#### Given data ####

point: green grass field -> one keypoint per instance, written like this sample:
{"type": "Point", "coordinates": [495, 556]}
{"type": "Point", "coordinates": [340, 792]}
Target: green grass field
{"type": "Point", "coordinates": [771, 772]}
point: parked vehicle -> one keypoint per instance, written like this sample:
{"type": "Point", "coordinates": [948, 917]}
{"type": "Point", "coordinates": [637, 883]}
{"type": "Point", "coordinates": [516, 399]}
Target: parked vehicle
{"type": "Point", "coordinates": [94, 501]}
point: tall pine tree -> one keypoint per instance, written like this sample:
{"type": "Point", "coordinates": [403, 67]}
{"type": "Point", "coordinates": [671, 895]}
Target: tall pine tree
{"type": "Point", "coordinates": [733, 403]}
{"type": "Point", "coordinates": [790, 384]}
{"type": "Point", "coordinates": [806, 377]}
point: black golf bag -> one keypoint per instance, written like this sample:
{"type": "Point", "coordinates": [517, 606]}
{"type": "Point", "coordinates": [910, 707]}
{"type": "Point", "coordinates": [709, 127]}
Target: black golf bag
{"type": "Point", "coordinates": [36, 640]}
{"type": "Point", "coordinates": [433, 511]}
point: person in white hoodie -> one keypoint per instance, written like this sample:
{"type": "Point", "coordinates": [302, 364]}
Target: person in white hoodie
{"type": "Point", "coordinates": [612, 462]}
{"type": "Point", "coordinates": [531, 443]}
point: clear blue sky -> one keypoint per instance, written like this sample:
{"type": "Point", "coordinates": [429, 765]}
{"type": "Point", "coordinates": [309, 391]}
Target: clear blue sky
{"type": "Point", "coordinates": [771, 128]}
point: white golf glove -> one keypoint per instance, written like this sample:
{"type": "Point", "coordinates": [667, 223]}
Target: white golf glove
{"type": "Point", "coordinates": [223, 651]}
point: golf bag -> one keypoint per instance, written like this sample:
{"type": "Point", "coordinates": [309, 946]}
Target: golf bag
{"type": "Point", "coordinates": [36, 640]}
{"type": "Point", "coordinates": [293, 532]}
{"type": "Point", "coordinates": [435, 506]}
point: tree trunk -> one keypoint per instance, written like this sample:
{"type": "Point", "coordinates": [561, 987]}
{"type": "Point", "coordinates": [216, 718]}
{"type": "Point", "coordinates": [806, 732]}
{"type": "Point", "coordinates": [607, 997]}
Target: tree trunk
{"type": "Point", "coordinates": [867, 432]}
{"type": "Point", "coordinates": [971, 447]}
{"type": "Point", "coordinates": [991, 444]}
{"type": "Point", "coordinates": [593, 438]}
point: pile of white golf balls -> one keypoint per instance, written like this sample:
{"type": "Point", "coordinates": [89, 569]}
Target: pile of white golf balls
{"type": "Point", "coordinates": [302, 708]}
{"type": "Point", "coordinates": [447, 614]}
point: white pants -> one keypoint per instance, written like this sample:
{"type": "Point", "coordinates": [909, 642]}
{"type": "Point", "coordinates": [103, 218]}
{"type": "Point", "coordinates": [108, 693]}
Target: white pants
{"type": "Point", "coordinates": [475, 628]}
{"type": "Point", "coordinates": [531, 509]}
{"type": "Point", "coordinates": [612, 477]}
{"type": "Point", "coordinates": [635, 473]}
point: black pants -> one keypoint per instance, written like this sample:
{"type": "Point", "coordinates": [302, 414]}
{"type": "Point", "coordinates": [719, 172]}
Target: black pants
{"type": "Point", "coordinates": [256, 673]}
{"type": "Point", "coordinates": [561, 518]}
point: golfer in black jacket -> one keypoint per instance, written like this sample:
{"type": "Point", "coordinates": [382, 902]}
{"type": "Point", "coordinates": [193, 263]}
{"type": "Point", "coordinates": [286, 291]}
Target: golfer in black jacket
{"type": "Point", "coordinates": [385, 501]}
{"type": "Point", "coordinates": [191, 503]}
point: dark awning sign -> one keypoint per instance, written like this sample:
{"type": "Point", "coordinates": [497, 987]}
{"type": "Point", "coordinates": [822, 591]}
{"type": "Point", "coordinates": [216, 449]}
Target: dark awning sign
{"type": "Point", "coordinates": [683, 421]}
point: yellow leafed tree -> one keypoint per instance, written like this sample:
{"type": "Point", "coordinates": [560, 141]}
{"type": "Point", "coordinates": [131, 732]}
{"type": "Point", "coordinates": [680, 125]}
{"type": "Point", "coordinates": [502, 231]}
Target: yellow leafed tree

####

● **Work order**:
Find the word "leafed" in the entries above and gather every line that holds it.

● **Task result**:
point: yellow leafed tree -> one keypoint per instance, written like this sample:
Target: yellow leafed tree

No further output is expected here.